***** Source material

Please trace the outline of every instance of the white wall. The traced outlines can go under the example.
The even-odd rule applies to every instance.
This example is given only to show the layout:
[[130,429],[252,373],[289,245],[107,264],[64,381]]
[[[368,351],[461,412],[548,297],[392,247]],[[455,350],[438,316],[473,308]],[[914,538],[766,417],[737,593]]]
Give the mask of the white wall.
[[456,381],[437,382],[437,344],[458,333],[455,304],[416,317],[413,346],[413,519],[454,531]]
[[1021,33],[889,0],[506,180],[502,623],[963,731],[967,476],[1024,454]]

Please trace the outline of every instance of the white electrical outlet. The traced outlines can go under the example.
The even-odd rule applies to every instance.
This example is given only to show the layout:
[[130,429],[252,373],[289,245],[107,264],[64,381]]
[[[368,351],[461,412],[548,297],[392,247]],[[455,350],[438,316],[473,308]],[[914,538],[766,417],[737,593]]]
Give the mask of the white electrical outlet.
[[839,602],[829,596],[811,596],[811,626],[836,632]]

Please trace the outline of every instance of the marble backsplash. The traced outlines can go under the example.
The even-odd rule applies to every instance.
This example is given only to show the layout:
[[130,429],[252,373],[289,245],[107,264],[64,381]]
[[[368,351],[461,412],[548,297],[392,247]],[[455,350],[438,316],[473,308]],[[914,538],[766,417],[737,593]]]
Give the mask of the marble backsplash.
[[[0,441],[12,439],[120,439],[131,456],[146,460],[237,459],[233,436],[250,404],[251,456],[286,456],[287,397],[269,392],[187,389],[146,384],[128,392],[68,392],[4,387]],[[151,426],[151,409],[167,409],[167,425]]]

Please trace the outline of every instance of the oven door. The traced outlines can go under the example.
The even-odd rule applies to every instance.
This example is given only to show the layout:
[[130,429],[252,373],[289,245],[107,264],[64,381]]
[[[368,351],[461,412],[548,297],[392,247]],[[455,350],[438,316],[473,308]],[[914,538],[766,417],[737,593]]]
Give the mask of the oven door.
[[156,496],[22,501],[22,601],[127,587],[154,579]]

**********

■ Your objective
Rewrite the records starting at the line containing "Please trace the outline of every instance of the oven" and ending at the end of the records, changing "oven door" to "stove door" and keeping everything else the same.

■ Exercise response
Please trace the outline of every instance of the stove door. The traced outlines can go under the example.
The even-odd rule applies to every instance.
This example is given only to show the layout:
[[130,429],[252,373],[289,245],[107,264],[64,381]]
[[[368,351],[461,412],[548,297],[392,247]],[[455,350],[438,316],[473,308]],[[914,538],[766,417],[737,593]]]
Give the mask of the stove door.
[[156,496],[22,501],[22,601],[127,587],[154,579]]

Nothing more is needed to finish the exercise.